## Excerpted records

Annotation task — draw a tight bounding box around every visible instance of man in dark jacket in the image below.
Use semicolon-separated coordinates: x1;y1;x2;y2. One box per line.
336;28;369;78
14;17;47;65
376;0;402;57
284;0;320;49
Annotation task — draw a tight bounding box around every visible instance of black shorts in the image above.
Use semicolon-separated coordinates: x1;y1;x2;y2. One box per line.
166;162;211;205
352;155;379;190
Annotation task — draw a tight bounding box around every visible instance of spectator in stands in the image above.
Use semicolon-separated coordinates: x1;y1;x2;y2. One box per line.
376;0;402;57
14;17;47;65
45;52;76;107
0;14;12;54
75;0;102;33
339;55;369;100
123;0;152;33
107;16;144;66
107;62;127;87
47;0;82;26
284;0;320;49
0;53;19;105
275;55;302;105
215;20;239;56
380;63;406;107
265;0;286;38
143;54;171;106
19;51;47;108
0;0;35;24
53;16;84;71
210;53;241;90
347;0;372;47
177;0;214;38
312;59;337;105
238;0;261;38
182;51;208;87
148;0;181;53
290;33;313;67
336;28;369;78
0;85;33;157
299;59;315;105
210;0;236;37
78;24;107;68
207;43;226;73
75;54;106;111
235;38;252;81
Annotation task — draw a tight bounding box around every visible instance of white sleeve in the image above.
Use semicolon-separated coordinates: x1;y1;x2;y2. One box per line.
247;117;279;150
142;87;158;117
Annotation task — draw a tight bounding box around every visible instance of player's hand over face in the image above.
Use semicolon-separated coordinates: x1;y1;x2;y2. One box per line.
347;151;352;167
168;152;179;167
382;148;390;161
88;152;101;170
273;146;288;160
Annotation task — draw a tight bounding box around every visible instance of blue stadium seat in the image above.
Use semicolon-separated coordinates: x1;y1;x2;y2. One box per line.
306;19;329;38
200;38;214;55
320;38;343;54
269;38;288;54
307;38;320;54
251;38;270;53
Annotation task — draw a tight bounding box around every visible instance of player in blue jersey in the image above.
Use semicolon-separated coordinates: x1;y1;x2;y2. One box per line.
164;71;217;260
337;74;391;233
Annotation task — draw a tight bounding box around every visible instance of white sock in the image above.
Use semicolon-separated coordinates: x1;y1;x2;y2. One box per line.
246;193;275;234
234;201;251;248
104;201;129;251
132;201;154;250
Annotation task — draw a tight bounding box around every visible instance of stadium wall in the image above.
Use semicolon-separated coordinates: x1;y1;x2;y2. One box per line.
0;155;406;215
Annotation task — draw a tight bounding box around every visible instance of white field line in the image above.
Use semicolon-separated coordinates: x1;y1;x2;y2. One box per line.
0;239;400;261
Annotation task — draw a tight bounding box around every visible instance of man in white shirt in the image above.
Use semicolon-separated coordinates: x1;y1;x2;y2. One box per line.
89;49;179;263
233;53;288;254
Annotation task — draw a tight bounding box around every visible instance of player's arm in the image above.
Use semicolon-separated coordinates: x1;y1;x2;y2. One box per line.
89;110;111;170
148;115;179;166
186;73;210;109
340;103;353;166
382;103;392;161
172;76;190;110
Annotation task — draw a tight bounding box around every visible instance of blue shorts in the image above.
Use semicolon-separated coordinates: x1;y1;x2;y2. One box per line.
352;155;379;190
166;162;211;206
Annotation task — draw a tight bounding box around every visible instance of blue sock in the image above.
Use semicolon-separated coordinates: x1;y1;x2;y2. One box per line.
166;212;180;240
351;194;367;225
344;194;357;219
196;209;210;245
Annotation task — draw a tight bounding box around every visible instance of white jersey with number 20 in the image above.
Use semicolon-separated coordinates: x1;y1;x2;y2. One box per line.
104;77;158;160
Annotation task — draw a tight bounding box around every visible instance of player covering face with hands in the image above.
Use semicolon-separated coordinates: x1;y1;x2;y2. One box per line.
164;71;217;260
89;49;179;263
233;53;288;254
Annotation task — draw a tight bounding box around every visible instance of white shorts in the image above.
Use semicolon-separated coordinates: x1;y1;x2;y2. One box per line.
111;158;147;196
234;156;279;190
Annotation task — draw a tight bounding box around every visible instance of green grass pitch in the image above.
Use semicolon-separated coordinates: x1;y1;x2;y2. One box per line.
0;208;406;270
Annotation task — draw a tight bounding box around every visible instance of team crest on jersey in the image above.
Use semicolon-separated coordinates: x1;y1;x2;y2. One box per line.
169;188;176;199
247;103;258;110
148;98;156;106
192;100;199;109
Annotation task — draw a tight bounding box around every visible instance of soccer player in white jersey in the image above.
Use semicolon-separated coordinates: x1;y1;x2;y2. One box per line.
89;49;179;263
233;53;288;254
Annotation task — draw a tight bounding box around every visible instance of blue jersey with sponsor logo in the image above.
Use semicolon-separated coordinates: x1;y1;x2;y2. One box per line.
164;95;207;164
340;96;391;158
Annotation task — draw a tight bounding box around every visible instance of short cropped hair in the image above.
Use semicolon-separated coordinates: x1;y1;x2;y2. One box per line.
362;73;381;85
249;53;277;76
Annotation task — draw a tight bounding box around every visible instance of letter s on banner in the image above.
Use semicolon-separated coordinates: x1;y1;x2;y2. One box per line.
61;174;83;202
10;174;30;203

---

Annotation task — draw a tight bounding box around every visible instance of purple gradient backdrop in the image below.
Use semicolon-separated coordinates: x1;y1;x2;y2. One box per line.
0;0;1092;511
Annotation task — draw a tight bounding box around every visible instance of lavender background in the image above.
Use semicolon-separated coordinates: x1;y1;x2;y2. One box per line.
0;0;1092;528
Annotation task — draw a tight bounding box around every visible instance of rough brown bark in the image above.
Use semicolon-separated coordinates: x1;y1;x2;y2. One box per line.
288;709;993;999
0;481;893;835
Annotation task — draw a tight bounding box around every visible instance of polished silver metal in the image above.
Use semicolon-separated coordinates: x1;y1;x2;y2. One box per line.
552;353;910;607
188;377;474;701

...

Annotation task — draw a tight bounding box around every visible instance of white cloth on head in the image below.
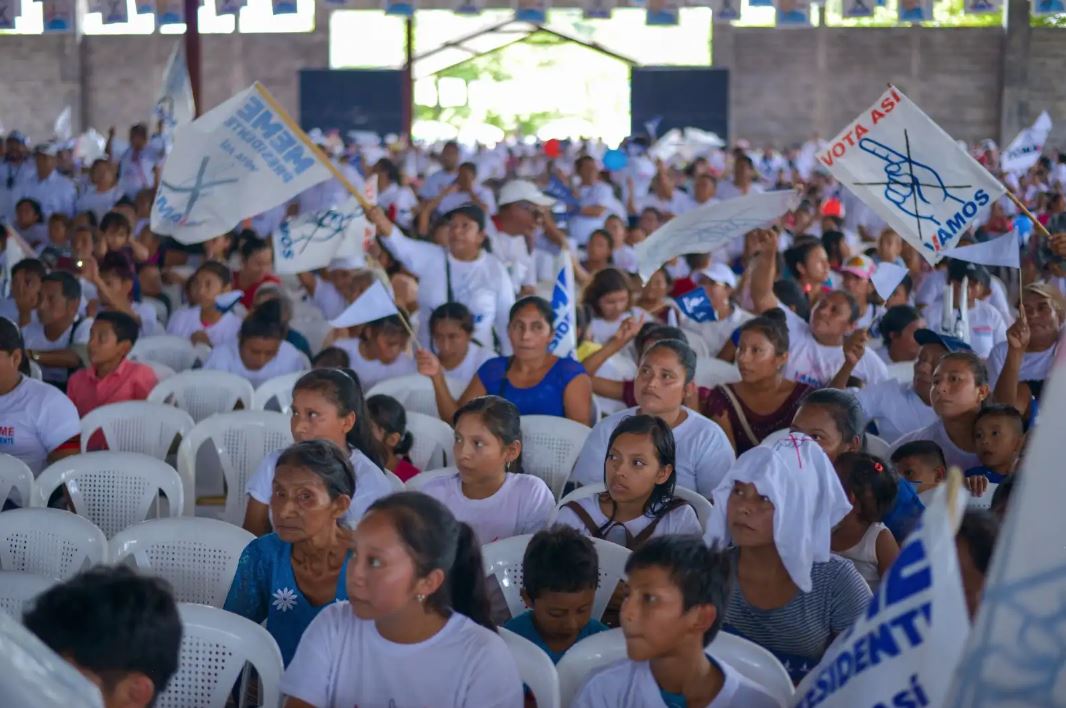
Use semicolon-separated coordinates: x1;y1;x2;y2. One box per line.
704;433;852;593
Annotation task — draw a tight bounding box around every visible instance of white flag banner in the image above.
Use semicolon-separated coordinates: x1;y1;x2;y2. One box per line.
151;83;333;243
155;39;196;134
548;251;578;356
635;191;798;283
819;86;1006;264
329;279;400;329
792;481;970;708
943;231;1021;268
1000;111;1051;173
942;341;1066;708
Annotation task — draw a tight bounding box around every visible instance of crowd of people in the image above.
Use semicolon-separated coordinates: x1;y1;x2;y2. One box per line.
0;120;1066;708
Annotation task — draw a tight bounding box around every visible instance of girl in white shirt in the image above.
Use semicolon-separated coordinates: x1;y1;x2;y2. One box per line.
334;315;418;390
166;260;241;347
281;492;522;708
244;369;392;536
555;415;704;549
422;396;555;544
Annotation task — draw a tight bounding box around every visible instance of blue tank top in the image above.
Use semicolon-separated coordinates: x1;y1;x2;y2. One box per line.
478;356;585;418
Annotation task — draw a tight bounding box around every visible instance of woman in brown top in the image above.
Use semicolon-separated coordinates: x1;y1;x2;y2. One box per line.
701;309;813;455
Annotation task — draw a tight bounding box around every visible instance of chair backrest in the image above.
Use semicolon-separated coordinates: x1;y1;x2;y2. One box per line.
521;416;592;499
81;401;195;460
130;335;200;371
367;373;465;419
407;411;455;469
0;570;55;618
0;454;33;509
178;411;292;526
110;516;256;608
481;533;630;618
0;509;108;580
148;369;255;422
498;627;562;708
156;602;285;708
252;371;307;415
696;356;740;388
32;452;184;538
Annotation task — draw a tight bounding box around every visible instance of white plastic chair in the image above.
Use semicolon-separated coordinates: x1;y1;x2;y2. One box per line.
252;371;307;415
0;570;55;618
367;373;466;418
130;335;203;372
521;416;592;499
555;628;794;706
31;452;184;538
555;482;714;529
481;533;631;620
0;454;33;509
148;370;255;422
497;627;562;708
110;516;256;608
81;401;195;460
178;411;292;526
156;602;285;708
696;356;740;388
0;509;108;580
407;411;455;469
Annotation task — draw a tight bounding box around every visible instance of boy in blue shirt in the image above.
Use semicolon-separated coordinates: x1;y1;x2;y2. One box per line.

## Objective
Reproduce only the entries from the line with "bark in the image above." to the line with "0;481;893;835", replacing "rough brown bark" with "smooth gray bark" and leaving everything else unchanged.

## Output below
Annotation task — draw a tight bounding box around every visible instance of smooth gray bark in the image above.
Use semicolon-separated coordinates: x1;y1;x2;y2. One box per line.
288;709;993;999
0;481;893;835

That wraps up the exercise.